• **DADOS DISPONÍVEIS**
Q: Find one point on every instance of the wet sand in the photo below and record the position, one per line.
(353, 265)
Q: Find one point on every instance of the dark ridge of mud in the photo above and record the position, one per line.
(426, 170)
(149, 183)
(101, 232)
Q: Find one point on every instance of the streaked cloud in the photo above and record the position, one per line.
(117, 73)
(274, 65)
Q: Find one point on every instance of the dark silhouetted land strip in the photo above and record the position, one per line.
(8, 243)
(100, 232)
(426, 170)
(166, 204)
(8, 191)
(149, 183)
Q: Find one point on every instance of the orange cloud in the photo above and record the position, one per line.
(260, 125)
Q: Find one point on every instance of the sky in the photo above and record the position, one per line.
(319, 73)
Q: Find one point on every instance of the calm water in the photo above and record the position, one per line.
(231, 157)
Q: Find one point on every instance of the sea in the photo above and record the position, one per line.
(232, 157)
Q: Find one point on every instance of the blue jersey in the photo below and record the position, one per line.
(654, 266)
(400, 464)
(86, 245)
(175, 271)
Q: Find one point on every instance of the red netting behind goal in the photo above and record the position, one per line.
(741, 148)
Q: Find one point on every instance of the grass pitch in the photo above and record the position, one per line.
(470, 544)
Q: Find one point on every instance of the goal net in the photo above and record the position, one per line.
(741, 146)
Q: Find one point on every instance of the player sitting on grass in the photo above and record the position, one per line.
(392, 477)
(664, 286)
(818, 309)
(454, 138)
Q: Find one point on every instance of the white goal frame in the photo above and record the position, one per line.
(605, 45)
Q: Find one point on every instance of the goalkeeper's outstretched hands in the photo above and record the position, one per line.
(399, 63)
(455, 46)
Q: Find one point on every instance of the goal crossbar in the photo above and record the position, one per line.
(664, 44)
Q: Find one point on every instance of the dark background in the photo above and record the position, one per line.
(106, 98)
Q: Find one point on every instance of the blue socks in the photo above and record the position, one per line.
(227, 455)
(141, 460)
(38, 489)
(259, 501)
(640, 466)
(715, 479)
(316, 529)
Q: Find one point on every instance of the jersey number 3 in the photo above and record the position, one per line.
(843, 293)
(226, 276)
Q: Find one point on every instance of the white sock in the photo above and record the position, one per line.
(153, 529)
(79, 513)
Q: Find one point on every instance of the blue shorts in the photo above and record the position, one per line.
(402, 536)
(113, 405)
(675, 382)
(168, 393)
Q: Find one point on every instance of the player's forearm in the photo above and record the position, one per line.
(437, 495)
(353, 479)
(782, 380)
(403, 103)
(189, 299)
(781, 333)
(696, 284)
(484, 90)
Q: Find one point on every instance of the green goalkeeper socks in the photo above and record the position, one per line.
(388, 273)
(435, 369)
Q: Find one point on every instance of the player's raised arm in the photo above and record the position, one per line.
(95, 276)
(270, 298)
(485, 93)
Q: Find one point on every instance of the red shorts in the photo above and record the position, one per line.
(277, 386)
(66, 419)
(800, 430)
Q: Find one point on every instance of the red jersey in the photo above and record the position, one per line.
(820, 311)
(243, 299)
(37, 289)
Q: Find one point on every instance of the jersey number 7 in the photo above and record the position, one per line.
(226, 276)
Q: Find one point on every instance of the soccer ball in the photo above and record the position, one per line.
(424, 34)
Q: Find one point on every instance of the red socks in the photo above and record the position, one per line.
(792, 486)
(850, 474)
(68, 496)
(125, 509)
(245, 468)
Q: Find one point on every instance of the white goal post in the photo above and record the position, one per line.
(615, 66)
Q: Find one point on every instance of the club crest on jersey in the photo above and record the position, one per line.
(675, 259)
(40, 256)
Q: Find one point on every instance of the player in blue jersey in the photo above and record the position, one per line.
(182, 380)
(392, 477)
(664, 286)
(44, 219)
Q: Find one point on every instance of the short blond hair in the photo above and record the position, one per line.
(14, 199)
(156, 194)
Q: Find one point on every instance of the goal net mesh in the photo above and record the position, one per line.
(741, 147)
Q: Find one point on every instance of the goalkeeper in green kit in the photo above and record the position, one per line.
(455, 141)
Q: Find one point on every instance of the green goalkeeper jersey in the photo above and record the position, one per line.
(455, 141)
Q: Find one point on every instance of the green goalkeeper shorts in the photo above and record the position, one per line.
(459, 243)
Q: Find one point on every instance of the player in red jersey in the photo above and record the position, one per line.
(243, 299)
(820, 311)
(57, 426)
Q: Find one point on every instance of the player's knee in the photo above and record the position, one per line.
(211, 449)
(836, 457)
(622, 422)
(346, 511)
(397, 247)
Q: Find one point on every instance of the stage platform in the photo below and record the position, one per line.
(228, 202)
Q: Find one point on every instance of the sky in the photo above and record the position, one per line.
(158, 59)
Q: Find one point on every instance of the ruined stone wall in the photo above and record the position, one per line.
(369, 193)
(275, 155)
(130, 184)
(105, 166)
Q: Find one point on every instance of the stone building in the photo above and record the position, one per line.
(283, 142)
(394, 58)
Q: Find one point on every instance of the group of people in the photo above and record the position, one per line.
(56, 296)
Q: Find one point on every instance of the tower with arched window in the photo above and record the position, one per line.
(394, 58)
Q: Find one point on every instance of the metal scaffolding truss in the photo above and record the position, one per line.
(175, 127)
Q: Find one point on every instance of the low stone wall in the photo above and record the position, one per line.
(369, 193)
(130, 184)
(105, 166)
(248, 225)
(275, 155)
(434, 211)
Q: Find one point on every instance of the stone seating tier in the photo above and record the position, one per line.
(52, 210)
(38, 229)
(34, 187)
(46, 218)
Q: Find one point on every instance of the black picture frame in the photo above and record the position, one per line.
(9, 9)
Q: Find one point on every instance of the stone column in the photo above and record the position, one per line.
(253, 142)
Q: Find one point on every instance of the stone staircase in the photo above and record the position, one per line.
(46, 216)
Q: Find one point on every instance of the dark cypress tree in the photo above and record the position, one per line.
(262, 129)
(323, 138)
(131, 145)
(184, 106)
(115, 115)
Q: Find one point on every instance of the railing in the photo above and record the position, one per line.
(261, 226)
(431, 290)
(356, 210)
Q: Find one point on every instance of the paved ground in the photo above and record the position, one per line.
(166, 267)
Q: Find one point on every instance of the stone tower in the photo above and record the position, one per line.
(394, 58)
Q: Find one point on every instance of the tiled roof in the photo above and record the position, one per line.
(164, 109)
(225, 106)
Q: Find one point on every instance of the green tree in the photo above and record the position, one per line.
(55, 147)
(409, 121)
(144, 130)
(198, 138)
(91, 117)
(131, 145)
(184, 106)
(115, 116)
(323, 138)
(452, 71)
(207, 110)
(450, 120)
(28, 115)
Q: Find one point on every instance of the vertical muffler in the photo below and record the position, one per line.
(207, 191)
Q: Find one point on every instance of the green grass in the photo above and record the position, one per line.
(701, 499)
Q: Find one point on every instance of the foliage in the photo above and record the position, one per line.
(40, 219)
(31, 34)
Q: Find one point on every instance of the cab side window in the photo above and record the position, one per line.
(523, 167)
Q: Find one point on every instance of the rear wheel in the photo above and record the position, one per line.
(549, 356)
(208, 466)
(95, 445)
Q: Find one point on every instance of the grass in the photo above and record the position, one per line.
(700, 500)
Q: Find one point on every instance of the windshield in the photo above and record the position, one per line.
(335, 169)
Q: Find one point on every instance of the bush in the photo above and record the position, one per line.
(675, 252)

...

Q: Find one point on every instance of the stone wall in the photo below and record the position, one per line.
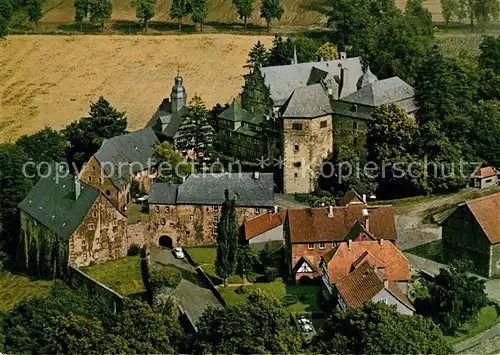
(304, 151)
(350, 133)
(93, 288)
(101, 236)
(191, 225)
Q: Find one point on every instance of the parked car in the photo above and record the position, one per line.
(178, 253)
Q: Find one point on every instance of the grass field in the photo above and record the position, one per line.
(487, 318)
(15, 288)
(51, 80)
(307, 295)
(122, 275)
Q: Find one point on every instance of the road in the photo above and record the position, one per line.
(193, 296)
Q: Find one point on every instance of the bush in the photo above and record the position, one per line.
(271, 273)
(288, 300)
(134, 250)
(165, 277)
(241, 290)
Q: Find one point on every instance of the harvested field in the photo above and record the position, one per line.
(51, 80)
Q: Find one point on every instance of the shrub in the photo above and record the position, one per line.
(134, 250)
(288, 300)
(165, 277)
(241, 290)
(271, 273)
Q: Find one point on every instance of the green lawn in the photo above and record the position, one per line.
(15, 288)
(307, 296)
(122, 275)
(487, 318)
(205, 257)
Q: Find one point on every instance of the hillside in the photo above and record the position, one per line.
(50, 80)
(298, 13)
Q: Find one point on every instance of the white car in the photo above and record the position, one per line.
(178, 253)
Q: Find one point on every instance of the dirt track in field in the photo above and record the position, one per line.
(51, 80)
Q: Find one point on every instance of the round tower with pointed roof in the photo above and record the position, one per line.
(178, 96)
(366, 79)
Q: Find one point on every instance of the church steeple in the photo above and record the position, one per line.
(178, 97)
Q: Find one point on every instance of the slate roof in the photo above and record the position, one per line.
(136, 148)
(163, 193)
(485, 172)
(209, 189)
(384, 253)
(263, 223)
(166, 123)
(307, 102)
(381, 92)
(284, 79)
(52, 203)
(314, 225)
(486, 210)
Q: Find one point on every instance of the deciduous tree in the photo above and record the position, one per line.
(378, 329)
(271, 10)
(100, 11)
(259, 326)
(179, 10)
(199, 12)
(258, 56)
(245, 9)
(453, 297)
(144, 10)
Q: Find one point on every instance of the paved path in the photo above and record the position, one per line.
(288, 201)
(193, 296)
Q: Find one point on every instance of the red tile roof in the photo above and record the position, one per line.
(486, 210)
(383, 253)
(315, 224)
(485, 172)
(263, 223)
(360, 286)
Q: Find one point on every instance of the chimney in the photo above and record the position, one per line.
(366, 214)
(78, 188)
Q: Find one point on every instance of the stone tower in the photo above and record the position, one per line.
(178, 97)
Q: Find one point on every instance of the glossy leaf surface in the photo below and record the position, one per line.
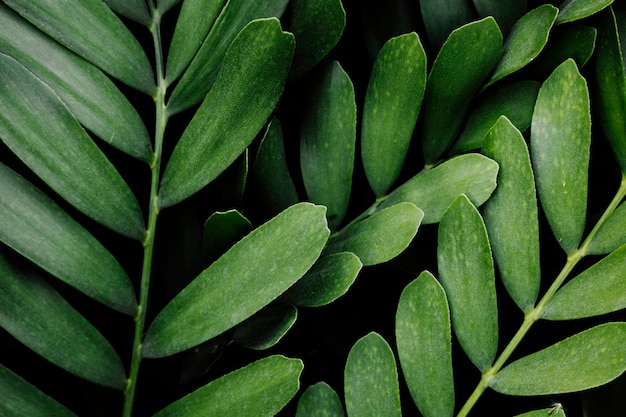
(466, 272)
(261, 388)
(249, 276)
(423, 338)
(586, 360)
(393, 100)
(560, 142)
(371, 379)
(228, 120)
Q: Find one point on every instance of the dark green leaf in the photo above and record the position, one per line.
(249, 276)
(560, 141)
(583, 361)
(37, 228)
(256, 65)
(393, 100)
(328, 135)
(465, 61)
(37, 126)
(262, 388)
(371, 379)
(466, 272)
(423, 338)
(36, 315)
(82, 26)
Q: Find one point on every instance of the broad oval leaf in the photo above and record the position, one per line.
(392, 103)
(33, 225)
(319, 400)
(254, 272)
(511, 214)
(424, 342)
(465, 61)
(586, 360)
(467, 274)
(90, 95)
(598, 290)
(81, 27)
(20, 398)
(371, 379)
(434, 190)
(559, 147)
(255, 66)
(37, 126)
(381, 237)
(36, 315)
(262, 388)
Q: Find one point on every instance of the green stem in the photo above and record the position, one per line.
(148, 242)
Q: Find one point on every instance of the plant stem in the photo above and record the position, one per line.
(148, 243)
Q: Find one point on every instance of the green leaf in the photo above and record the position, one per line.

==

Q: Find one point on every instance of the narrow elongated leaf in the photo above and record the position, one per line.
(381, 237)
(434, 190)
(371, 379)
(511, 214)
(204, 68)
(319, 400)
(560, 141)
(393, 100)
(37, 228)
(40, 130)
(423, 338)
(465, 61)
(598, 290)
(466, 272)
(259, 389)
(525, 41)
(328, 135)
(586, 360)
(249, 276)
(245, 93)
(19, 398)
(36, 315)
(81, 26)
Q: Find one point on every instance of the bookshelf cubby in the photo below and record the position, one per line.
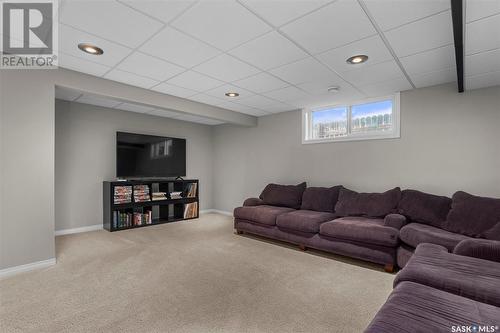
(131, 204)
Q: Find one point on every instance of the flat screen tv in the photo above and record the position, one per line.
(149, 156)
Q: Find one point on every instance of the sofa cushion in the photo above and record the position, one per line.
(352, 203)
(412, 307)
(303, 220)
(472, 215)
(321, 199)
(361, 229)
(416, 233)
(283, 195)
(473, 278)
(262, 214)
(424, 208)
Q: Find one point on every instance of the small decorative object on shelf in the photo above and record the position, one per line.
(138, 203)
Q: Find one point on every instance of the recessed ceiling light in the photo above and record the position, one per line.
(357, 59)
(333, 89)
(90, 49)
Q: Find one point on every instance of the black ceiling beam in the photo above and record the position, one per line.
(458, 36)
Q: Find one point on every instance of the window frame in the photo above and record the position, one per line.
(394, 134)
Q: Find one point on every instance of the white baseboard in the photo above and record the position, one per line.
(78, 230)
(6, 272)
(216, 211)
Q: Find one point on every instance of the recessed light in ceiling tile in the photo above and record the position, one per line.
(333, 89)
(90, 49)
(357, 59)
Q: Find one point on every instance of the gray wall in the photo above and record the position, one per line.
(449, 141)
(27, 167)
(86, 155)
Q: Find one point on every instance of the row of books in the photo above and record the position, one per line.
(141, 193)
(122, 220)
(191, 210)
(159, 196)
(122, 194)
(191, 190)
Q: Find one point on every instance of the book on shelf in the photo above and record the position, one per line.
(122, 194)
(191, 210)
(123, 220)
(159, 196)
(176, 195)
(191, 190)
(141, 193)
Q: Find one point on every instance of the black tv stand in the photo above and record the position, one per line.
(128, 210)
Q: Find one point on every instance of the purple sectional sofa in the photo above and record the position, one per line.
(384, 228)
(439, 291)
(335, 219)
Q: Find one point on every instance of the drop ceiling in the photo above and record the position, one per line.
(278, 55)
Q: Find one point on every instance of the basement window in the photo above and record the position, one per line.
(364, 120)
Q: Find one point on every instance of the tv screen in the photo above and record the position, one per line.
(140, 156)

• **O QUE FAZER**
Extraia e reproduza sem qualquer alteração as linhas situadas entre a que contém "Q: Find one point on every instance of the dark green" e a que contém "Q: Find one point on every instance of the green leaf", ambas incluídas.

• **RESPOSTA DA TAREFA**
Q: Find one point on every instance of the dark green leaf in the photo above and record the position, one per line.
(249, 276)
(560, 141)
(583, 361)
(37, 228)
(256, 65)
(393, 100)
(328, 135)
(465, 61)
(37, 126)
(262, 388)
(371, 379)
(466, 272)
(423, 338)
(36, 315)
(82, 26)
Q: Find one point on every instance of the broad oval leaf in the photo above and record the position, one per line.
(392, 103)
(33, 225)
(319, 400)
(254, 272)
(511, 214)
(424, 342)
(465, 61)
(586, 360)
(467, 274)
(90, 95)
(598, 290)
(81, 27)
(20, 398)
(371, 379)
(434, 190)
(559, 147)
(255, 66)
(37, 126)
(381, 237)
(36, 315)
(262, 388)
Q: Find one point on every instance of the green stem in the photo above and record the position, one per line.
(148, 242)
Q: Find one point on every instance of the plant stem in the photo above and record the position, one per line.
(148, 243)
Q: Find one point on every instance of the green leaf in the photo above and record the position, one per line.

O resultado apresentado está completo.